_Problems_
A. In the monitoring module text, what query execution time should typical device queries stay under when the LibreNMS data source is verified?
B. Using the monitoring module text, explain why the module has the reader verify and test every component of the integration.

Module Overview
Congratulations on reaching the final module! You've built a comprehensive monitoring integration spanning LibreNMS, Telegraf/InfluxDB, and VictoriaLogs. Now it's time to validate your work, test every component, and ensure production readiness.
This module provides systematic verification procedures, performance benchmarks, hands-on exercises, and knowledge assessment quizzes. By the end, you'll have confidence that your integration is robust, optimized, and ready for production deployment.
By completing this module, you will be able to: verify data source connectivity and accuracy, validate dashboard functionality across all panels, test alert rules and notification delivery, measure query performance and optimize bottlenecks, complete production readiness checklists, and demonstrate mastery through practical exercises and quiz assessments.
Estimated Completion Time: 25-30 minutes
Section 1: Data Source Verification
Before trusting your dashboards in production, you must verify that each data source is properly configured, returning accurate data, and performing within acceptable parameters. This section provides systematic testing procedures for LibreNMS, InfluxDB, and VictoriaLogs.
Step 1: LibreNMS Data Source Verification
LibreNMS serves as your network inventory and SNMP polling engine. Verify that Grafana can query device data, interface statistics, and alert information correctly.
Test 1: Verify LibreNMS connectivity and authentication
# Navigate to Grafana Data Sources
# URL: http://your-grafana-server:3000/datasources
# Click on your LibreNMS MySQL data source
# Look for green "Data source is working" message
# Test query from Explore tab:
SELECT hostname, sysName, os
FROM devices
WHERE status = 1
LIMIT 5;
# Expected output: List of 5 active devices with their OS types
Test 2: Validate interface data accuracy
# Test query for interface statistics
SELECT
devices.hostname,
ports.ifName,
ports.ifOperStatus,
ports.ifSpeed,
ports.ifInOctets_rate,
ports.ifOutOctets_rate
FROM ports
JOIN devices ON ports.device_id = devices.device_id
WHERE devices.hostname = 'core-switch-01'
AND ports.ifOperStatus = 'up'
ORDER BY ports.ifInOctets_rate DESC
LIMIT 10;
# Expected output: Top 10 busiest interfaces with current rates
# Verify rates match SNMP walk data or switch CLI output
You should see:
- Green health status in Grafana data source configuration
- Device queries return expected hostnames and metadata
- Interface rates match known traffic patterns
- Query execution time under 2 seconds for typical device queries
Step 2: InfluxDB Data Source Verification
InfluxDB stores time-series metrics from Telegraf agents. Verify metric collection, retention policies, and query performance.
Test 1: Verify InfluxDB connectivity and database access
# From InfluxDB server or remote client
influx -precision rfc3339
# List available databases
SHOW DATABASES
# Expected output should include: telegraf
# Use telegraf database
USE telegraf
# Show measurements (metric types)
SHOW MEASUREMENTS
# Expected output: cpu, disk, mem, net, system, etc.
Test 2: Validate metric collection and data freshness
# Check most recent data point for each host
SELECT
LAST(usage_idle) as last_cpu_idle,
host
FROM cpu
WHERE time > now() - 5m
GROUP BY host
# Verify data within last 60 seconds (Telegraf default interval: 10s)

[Pointing dataset records]
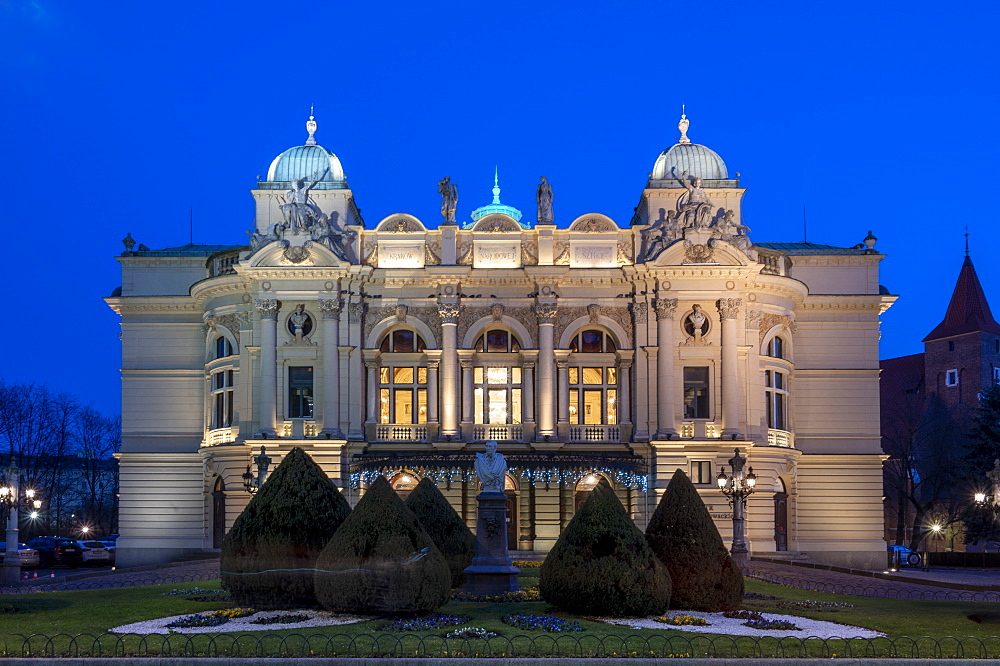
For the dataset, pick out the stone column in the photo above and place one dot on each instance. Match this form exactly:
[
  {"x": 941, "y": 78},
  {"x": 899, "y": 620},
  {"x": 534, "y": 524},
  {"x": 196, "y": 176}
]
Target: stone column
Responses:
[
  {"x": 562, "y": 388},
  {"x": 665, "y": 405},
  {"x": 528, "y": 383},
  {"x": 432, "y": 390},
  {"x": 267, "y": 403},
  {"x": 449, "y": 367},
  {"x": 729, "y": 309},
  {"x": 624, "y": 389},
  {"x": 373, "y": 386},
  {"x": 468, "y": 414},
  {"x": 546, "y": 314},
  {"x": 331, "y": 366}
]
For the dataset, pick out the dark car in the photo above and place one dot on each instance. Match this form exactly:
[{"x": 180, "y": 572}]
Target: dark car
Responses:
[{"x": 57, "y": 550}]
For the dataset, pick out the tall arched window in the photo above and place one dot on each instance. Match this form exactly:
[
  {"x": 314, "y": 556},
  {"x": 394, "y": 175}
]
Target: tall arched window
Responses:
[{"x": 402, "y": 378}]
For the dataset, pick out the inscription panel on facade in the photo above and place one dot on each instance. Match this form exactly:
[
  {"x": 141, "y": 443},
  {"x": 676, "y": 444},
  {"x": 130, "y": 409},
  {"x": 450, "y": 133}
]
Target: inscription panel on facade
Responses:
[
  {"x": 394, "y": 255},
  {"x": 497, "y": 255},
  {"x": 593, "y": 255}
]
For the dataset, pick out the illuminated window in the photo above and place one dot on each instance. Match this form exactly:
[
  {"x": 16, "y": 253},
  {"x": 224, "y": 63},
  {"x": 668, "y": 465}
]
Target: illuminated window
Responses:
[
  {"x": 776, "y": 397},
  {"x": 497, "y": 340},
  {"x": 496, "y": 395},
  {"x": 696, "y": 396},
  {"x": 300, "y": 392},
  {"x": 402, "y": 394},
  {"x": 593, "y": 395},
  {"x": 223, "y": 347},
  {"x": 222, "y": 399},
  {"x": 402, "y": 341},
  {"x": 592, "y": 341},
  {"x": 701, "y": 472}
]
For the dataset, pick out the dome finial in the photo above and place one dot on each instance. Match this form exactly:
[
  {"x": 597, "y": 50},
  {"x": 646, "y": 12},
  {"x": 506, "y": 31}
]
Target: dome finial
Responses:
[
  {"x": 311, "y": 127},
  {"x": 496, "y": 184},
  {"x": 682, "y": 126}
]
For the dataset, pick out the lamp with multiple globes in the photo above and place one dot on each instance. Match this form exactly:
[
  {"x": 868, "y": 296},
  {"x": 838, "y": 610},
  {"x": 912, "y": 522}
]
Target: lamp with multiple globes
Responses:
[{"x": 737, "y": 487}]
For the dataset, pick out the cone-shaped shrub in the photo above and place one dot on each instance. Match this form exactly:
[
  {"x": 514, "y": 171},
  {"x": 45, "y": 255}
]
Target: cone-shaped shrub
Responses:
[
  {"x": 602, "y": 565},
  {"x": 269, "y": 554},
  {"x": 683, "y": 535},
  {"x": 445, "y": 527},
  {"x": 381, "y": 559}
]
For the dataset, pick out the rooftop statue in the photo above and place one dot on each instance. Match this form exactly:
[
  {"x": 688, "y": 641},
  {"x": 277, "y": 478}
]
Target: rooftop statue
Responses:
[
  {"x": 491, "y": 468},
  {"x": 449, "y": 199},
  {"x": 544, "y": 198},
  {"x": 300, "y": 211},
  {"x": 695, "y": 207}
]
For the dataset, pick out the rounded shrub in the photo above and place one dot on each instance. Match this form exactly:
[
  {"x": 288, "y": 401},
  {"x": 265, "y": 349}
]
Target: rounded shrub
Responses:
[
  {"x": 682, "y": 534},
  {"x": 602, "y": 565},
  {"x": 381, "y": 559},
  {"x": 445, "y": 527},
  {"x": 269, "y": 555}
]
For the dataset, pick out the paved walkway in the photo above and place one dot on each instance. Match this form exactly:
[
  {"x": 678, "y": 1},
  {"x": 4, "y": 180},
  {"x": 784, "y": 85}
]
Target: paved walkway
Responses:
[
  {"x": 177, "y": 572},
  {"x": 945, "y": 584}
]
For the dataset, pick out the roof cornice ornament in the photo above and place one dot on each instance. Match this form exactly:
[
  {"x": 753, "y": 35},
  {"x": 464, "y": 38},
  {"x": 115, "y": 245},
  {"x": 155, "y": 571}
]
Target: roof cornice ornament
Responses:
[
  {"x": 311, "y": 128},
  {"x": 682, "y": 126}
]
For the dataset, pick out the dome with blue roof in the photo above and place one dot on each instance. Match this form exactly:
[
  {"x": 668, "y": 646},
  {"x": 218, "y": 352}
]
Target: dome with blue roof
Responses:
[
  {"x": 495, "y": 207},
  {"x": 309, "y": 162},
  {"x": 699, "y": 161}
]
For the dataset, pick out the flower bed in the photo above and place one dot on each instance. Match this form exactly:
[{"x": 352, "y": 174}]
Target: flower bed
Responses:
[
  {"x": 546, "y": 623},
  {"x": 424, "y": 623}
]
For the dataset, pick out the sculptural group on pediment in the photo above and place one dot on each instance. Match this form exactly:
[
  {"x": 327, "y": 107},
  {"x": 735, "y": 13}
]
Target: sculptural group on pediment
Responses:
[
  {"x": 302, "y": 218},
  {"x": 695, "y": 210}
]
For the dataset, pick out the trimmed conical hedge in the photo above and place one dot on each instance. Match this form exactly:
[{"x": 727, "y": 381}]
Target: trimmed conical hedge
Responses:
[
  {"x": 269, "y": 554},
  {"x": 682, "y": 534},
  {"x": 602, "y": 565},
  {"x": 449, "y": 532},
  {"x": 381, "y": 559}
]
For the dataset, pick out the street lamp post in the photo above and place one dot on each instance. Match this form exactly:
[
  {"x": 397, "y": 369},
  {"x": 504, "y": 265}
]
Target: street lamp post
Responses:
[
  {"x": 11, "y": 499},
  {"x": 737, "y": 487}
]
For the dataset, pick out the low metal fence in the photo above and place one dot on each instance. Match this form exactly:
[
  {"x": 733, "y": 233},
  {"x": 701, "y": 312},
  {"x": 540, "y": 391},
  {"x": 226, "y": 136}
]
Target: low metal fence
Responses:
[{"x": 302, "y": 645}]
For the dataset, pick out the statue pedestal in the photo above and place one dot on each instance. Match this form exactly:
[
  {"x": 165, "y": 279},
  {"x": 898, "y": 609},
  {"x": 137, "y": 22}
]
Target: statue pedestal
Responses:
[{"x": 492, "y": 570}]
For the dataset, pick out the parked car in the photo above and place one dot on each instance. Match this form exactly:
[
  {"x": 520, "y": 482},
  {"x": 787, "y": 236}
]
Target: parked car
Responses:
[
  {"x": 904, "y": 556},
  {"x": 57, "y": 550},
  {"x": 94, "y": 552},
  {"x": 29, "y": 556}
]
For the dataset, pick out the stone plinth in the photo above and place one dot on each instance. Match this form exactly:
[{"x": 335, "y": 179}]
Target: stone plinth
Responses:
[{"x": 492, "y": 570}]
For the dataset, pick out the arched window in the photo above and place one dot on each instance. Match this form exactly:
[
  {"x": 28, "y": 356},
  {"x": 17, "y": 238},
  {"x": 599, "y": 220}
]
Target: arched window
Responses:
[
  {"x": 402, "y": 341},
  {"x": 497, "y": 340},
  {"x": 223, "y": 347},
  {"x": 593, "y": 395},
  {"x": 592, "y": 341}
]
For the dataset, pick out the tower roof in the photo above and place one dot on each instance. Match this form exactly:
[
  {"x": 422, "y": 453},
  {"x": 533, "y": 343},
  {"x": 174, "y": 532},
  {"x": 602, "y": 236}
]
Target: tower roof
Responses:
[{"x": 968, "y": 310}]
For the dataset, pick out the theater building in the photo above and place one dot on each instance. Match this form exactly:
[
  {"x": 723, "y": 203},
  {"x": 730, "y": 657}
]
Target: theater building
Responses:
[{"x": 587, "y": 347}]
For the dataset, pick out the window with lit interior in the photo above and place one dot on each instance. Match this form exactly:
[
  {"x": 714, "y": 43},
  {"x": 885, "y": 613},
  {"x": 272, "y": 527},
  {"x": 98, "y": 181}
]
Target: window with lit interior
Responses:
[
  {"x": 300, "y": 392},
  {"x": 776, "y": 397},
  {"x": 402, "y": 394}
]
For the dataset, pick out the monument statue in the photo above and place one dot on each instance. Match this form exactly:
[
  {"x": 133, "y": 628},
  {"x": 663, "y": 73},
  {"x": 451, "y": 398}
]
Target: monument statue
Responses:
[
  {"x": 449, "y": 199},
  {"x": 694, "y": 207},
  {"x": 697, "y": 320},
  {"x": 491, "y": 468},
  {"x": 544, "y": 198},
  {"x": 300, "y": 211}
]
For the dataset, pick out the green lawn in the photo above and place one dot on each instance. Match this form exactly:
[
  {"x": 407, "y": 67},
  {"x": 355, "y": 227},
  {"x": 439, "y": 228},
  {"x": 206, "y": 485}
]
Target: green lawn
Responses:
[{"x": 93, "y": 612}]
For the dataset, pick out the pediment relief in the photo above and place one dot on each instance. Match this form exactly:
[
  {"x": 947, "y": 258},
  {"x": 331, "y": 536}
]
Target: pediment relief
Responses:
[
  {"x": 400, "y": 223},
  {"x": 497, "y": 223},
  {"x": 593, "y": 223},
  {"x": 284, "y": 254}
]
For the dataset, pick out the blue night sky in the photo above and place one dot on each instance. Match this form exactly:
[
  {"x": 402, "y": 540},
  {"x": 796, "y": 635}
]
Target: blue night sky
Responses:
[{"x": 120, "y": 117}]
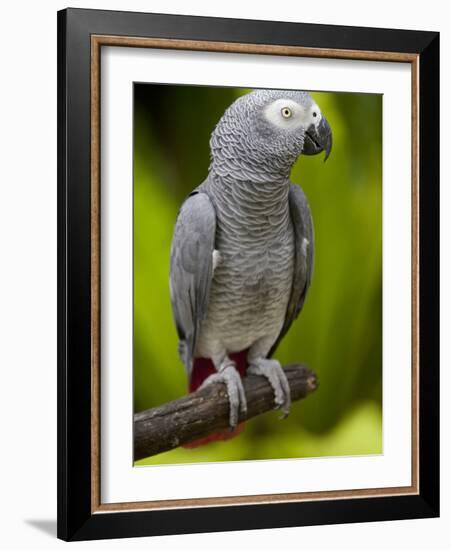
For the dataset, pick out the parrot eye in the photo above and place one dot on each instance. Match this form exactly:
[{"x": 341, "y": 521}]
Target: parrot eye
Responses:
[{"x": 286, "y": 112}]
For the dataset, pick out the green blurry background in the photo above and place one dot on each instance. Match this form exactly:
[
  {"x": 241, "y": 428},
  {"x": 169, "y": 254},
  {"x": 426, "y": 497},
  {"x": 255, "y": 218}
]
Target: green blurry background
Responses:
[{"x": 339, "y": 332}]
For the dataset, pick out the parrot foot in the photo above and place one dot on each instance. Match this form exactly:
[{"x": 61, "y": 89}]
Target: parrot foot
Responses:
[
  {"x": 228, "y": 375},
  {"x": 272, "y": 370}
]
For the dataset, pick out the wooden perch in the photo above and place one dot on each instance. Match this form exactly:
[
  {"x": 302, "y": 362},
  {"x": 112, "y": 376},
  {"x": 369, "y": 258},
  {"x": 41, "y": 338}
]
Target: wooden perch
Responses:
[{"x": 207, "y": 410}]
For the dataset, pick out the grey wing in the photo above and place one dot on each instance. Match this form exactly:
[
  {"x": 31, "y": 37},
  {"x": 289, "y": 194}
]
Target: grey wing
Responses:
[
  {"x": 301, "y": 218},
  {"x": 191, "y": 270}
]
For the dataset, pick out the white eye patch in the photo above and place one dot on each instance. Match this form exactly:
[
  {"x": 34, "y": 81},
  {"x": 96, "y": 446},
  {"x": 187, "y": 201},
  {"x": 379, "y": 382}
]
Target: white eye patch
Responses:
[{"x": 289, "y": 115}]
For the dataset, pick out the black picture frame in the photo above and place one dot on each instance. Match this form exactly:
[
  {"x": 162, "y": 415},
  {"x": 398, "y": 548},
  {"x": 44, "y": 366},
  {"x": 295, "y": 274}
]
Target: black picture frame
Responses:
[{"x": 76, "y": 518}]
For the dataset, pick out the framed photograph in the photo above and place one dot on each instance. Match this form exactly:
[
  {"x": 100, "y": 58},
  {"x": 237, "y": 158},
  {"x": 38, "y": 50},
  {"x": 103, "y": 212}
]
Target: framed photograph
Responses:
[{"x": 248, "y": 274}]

_Worked answers_
A. Typical device queries should execute in under 2 seconds.

B. Verification must come before trusting the dashboards in production, so that each data source is confirmed to be properly configured, returning accurate data and performing within acceptable parameters. Working through the procedures gives the reader confidence that the integration is robust, optimized and ready for production deployment.